Terence Tao says AI is already changing who gets to do mathematics
Terence Tao and Google DeepMind's AI just improved solutions to 23 of 67 mathematics problems, producing a result that no human mathematician had found. Three days later, Tao told Nature that the profession is already sorting people by whether they can work with tools whose output they may not fully trust. The two events are separate. Taken together, they describe a field that has crossed a threshold without agreeing on what it means.
Tao and Tanya Klowden's new worry has a name: citogenesis. The mechanism is simple enough to be dangerous. A researcher asks an AI system to summarize the literature on an obscure problem. The system produces a plausible but partly synthetic summary. Someone uploads that summary to a public repository. A future training run scrapes it as ground truth. The next model learns from the residue of the first model's mistake, and a false citation begins to look like part of the mathematical record. They describe it in a 27-page arXiv preprint — an unabridged version of a Blackwell Companion article that Tao wrote on his blog took more than a year to write and was already slightly out of date by the time it appeared.
That caveat is not a footnote. It is the point. Mathematics is trying to reason about systems moving faster than its own publication cycle. Tao told Nature that AI is forcing mathematicians to rethink what a proof is, what a paper is, and what the profession is for. A graduate student who refuses to use AI tools and wants to prove things only the old way may have fewer opportunities, he said. That is a labor-market claim, not a sci-fi claim.
The concrete evidence for why the warning matters is the AlphaEvolve result. Tao and Google DeepMind used a system that evolves computer programs with help from Gemini models to search for improvements on known solutions. On 23 of 67 problems, AlphaEvolve found small improvements, according to Quanta Magazine. One of those improvements was a new mathematical result — a genuine discovery made with machine assistance. In February, a separate challenge called First Proof gave AI models one week to solve ten research-level math problems chosen to avoid training-data contamination; the models solved more than half, Quanta reported. These are not toy benchmarks. They are research-grade problems, solved under conditions designed to make cheating difficult.

____

• _The problem_
In the article about Terence Tao and AI, how much time did the First Proof challenge give AI models to solve its ten problems?

• _Given data_
____

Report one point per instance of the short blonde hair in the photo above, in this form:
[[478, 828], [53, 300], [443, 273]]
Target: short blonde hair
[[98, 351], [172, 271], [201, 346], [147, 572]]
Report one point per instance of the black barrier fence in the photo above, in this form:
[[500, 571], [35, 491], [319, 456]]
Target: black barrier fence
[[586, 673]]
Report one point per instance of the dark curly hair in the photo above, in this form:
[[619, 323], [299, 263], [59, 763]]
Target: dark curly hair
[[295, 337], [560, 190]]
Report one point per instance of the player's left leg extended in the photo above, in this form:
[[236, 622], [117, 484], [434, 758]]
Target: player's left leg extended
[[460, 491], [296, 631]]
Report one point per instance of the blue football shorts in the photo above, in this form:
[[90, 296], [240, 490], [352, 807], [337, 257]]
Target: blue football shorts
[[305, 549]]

____

• _Answer section_
One week.